| Short problem a |
State how many lines of the dataset entries contain the word "Trace", treating case as significant. Give only the number.

This has been partly due to a weakened economy as a
result of declining exports to the US, and has led in the astonishing statistic
of supermarket sales declining on a year-on-year basis in 43 of the last 44
months (till October 2007). Grocery retailers constituted 32% of total
Japanese retailing current value sales in 2005, and food sales account for 63%
of the total sales at all supermarkets.
There are an estimated 5,000
supermarket chains in the country, many of which operate only a handful of
stores in a narrow geographical area. The food retail market is highly advanced,
reaching the fourth-generation of private label brands and being at the
forefront of innovation in terms of marketing strategies, tie-ups with other
formats, and customer service enhancement. However, the density of local
retailers has made it difficult for international retailers to make a mark, as
evidenced by Carrefour, which had to exit the market after racking up losses of
US$264m in four years of operations.

| Short problem b |
In the passage on Japanese food retailing, what losses did Carrefour rack up before it had to exit the market?

(Dataset entries)
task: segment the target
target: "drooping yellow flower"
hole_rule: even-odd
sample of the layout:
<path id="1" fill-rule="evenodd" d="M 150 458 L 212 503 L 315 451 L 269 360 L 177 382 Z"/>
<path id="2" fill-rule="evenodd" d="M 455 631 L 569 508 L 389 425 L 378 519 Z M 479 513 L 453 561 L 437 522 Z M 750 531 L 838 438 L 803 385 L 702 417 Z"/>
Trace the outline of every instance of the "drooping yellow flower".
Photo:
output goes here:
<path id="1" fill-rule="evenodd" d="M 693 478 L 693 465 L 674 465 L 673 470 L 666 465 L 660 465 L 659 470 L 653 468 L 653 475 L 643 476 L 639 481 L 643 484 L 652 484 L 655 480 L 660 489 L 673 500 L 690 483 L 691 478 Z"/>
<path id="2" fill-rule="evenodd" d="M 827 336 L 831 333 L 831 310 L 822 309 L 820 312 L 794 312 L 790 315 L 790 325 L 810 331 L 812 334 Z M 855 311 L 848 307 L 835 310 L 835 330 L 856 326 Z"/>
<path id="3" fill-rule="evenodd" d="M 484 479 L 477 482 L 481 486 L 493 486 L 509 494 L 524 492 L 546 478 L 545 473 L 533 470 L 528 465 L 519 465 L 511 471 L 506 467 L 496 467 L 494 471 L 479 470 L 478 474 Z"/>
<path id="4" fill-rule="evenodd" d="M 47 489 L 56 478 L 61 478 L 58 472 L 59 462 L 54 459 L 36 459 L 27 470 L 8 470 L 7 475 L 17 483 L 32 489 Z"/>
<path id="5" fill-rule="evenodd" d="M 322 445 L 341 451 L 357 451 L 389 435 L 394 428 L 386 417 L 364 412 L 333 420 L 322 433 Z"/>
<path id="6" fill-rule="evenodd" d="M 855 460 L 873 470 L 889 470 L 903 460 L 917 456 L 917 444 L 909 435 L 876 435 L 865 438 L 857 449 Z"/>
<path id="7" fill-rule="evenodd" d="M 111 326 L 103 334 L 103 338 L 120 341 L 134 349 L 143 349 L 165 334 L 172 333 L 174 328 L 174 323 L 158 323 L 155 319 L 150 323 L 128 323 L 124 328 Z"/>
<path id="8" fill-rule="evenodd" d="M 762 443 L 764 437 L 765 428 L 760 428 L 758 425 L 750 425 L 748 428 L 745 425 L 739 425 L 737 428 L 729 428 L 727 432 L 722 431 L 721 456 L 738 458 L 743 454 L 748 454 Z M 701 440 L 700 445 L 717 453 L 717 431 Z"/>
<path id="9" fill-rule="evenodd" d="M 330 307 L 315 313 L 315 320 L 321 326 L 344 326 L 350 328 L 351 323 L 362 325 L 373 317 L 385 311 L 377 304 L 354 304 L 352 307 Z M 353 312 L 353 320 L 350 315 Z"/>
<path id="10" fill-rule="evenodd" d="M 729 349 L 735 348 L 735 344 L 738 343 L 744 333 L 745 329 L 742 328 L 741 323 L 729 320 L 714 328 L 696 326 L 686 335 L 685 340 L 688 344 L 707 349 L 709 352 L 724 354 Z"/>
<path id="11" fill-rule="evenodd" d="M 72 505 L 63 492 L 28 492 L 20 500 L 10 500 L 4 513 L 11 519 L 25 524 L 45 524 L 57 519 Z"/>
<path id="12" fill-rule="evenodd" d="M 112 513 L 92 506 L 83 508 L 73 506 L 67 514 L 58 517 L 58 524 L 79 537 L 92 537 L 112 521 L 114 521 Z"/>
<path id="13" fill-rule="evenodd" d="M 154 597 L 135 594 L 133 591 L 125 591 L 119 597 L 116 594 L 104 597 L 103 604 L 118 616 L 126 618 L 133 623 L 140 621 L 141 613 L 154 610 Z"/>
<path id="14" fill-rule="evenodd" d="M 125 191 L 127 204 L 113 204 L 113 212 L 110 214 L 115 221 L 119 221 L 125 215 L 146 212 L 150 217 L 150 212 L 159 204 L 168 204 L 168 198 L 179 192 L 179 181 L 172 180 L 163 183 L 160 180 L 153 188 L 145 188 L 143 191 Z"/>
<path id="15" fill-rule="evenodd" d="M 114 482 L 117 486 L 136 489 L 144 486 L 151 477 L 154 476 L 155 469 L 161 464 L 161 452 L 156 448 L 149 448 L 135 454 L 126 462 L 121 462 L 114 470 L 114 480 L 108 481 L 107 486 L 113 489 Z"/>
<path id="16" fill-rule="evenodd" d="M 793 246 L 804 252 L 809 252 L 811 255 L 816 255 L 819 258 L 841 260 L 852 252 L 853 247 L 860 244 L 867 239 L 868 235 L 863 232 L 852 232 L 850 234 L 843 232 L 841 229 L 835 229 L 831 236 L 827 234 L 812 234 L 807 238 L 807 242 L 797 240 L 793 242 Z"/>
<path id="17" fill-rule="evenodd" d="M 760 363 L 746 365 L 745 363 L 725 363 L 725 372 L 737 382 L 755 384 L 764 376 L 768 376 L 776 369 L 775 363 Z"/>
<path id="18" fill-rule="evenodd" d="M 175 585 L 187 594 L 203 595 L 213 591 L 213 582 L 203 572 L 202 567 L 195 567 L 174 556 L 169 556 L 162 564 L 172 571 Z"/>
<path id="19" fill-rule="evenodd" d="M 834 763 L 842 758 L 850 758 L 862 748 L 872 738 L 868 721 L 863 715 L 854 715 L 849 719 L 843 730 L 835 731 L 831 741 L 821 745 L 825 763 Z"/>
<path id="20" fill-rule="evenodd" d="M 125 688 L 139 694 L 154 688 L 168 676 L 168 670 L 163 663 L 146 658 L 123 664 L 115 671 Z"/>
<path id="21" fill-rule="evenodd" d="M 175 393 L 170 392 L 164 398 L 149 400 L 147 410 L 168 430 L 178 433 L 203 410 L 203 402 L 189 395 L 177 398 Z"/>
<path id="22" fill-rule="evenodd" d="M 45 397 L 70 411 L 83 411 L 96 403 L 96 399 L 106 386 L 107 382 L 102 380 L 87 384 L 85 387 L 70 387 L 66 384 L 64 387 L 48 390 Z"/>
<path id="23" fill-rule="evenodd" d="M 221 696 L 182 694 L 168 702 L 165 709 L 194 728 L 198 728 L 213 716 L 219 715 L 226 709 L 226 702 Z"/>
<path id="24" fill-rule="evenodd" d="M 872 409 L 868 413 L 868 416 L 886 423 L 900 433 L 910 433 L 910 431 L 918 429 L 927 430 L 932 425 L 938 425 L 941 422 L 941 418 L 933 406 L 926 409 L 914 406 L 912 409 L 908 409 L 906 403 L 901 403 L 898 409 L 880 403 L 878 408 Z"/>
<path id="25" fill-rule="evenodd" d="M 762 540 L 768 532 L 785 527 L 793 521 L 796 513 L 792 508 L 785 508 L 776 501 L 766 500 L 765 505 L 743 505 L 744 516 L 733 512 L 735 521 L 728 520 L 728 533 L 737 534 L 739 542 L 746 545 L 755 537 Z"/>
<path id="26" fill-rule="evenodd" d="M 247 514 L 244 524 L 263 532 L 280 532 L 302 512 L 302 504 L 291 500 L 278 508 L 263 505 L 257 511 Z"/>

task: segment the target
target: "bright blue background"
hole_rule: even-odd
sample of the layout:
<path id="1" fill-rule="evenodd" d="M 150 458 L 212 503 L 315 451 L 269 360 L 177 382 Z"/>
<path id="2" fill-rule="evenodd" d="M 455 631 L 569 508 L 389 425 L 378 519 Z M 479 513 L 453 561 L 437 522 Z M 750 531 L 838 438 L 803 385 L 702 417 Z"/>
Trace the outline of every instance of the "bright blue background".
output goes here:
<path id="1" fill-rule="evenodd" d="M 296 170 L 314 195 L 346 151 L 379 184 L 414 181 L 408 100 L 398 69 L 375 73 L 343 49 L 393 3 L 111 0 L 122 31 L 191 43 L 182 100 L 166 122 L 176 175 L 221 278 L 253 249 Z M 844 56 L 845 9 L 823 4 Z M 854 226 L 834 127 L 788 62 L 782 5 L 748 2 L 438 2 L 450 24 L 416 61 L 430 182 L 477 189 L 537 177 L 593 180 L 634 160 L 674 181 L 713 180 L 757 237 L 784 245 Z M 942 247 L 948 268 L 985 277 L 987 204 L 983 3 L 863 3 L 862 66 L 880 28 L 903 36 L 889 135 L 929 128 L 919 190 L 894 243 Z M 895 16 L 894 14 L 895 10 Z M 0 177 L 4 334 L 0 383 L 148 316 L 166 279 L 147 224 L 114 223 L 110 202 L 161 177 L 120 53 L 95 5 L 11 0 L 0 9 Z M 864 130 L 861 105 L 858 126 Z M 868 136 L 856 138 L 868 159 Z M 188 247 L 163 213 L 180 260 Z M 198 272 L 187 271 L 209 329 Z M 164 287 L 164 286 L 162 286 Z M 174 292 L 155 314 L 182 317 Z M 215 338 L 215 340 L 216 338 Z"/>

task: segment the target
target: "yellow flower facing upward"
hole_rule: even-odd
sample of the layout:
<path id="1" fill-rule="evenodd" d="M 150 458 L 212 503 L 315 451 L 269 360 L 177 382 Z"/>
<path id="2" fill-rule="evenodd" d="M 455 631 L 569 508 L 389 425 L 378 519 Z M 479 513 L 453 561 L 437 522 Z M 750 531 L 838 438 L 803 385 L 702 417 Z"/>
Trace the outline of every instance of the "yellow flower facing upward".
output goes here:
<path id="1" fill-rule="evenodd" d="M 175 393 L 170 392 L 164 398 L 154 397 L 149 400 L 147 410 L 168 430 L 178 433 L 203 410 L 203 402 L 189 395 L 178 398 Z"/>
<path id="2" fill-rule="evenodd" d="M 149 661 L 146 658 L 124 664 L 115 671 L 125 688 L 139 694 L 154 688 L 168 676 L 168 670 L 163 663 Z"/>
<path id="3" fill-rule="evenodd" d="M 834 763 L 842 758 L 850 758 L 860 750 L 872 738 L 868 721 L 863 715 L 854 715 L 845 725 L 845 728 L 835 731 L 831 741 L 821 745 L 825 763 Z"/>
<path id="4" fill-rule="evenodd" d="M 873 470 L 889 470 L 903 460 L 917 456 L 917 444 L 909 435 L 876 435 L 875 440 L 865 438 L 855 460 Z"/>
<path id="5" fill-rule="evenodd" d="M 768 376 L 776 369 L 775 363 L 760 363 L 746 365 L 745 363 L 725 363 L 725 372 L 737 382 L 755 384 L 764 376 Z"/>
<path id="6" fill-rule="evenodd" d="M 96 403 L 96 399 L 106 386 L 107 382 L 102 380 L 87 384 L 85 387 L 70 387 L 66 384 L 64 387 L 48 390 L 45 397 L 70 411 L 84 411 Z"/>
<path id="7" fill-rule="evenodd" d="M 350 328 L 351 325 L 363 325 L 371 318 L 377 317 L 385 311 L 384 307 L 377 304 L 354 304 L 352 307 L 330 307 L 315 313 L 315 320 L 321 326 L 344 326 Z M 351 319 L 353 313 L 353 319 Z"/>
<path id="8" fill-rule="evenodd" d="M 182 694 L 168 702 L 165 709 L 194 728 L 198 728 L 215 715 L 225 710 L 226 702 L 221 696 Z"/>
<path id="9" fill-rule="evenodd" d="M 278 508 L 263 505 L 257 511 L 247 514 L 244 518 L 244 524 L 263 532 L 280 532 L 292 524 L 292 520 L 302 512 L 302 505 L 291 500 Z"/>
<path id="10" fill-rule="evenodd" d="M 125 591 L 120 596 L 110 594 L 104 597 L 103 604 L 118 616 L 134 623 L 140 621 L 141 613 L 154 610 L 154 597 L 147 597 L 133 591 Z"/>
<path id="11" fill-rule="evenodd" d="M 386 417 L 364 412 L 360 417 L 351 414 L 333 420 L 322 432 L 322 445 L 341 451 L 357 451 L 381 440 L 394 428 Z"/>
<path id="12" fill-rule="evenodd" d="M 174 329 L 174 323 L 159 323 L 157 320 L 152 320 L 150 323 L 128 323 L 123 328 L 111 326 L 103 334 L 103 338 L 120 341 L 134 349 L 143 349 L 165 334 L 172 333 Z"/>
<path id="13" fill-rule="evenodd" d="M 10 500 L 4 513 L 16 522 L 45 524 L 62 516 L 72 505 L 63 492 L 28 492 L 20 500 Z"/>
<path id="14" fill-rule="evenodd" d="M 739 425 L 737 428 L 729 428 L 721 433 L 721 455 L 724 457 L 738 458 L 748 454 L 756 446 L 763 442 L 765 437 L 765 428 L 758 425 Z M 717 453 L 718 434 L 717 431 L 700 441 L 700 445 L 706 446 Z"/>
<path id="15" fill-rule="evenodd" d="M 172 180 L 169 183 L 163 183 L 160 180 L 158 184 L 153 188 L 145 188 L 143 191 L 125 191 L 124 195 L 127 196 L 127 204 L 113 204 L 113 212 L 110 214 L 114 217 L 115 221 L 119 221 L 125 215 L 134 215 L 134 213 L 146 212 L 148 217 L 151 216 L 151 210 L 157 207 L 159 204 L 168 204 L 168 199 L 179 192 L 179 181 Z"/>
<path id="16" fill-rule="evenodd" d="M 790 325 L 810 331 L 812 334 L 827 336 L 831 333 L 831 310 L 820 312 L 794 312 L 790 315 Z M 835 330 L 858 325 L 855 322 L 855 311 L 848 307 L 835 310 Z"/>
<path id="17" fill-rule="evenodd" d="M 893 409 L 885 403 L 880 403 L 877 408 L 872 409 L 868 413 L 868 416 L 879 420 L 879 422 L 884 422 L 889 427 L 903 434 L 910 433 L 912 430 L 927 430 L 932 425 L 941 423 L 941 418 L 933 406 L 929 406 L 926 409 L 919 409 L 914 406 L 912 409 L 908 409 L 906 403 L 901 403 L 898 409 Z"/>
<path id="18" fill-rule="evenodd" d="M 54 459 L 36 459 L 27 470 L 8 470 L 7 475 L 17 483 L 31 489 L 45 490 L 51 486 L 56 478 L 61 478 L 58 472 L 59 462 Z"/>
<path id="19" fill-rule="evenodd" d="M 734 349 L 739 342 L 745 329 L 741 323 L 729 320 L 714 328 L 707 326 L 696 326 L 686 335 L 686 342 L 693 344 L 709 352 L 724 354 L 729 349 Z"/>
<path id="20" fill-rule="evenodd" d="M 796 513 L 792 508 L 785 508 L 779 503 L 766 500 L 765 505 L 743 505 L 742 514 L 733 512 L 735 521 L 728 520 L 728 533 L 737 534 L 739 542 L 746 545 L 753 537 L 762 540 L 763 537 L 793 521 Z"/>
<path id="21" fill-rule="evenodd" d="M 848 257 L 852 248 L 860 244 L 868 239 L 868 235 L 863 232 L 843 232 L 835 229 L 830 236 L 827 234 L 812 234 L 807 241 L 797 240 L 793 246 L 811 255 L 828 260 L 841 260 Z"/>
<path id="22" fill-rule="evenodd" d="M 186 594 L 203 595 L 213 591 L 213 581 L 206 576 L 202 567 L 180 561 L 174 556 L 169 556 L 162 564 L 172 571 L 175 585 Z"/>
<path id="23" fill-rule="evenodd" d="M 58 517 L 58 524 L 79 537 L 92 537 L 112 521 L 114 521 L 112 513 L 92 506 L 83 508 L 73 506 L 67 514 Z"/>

| Full solution a |
3

| Full solution b |
US$264m in four years of operations.